━━━━━ RECORDS SUPPLIED

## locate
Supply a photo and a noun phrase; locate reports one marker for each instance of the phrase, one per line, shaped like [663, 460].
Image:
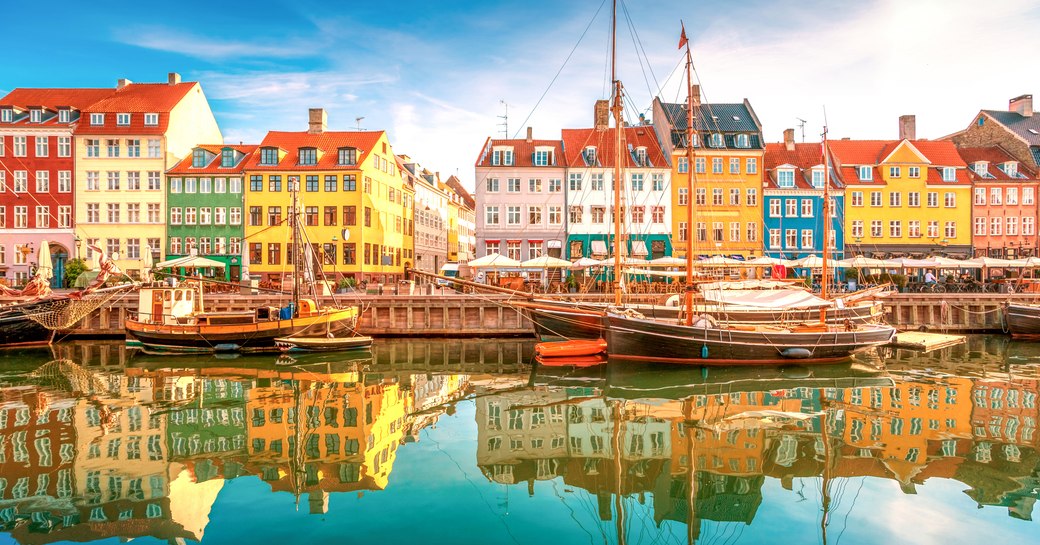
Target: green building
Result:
[204, 206]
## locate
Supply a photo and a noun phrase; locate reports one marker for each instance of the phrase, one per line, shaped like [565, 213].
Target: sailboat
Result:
[700, 339]
[175, 319]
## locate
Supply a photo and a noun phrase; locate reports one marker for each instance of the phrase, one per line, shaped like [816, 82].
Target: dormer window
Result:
[589, 154]
[348, 156]
[502, 157]
[543, 156]
[817, 177]
[308, 156]
[199, 158]
[227, 158]
[268, 156]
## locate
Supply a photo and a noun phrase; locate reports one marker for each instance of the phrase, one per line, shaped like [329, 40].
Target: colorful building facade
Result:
[728, 154]
[123, 146]
[205, 200]
[356, 210]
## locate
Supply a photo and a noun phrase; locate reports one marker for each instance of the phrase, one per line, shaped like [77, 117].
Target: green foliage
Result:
[74, 267]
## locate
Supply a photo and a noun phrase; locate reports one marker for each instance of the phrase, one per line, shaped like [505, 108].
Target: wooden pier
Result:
[449, 314]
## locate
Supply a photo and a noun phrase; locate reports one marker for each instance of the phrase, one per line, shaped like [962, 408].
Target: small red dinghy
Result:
[570, 348]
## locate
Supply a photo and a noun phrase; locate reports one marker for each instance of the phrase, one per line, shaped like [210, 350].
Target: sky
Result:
[439, 76]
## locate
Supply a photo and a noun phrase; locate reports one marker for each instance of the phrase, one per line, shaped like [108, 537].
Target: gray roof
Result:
[1019, 124]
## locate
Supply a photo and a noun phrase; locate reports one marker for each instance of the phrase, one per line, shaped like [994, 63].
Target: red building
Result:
[1004, 203]
[36, 171]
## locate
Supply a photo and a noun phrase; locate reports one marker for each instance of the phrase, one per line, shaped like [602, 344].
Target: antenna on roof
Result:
[505, 120]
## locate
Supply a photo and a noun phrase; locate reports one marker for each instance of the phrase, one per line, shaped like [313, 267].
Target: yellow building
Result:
[904, 198]
[728, 156]
[357, 212]
[124, 144]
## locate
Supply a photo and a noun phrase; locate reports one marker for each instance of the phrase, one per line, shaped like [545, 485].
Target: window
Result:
[43, 146]
[347, 156]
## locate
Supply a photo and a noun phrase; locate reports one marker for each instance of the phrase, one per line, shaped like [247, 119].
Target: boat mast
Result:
[827, 218]
[616, 107]
[689, 296]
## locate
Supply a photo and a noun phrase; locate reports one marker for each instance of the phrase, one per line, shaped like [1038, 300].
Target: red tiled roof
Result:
[523, 151]
[575, 140]
[994, 155]
[803, 157]
[329, 143]
[184, 166]
[135, 99]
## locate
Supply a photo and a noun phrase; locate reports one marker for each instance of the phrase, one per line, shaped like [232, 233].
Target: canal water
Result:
[471, 441]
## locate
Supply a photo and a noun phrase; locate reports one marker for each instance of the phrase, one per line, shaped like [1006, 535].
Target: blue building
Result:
[793, 202]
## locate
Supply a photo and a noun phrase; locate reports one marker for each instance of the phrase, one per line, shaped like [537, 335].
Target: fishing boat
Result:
[701, 339]
[175, 319]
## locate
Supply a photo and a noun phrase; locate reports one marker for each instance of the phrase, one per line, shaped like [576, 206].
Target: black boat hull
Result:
[639, 339]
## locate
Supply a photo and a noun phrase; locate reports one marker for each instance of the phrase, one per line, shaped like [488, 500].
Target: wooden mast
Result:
[616, 108]
[689, 295]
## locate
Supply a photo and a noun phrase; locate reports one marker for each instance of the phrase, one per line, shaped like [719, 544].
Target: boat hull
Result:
[640, 339]
[1023, 320]
[257, 336]
[554, 320]
[18, 330]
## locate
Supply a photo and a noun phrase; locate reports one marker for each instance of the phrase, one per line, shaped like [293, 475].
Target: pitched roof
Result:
[1019, 124]
[994, 155]
[329, 143]
[803, 158]
[184, 166]
[575, 140]
[523, 151]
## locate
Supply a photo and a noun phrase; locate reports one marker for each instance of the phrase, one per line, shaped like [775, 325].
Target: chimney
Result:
[316, 123]
[908, 127]
[1021, 105]
[602, 114]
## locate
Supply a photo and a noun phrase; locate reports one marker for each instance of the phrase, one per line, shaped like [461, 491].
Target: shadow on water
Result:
[101, 441]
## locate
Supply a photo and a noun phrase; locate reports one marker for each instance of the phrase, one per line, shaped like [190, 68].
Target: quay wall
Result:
[466, 315]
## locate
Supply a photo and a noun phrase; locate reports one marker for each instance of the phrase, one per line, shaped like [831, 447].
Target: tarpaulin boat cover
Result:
[770, 299]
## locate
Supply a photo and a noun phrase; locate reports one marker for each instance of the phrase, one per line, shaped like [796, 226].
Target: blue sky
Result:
[435, 74]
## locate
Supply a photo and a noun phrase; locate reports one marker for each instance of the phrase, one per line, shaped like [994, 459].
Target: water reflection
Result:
[98, 442]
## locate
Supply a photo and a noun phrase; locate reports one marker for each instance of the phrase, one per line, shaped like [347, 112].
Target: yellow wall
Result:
[929, 181]
[726, 213]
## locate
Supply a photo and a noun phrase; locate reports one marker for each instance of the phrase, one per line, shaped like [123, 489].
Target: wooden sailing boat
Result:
[700, 339]
[175, 318]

━━━━━━━━━━

Which lines above contain the word "green"? Copy each of them in full.

**COMPLETE OUTPUT:**
Target: green building
Target: green foliage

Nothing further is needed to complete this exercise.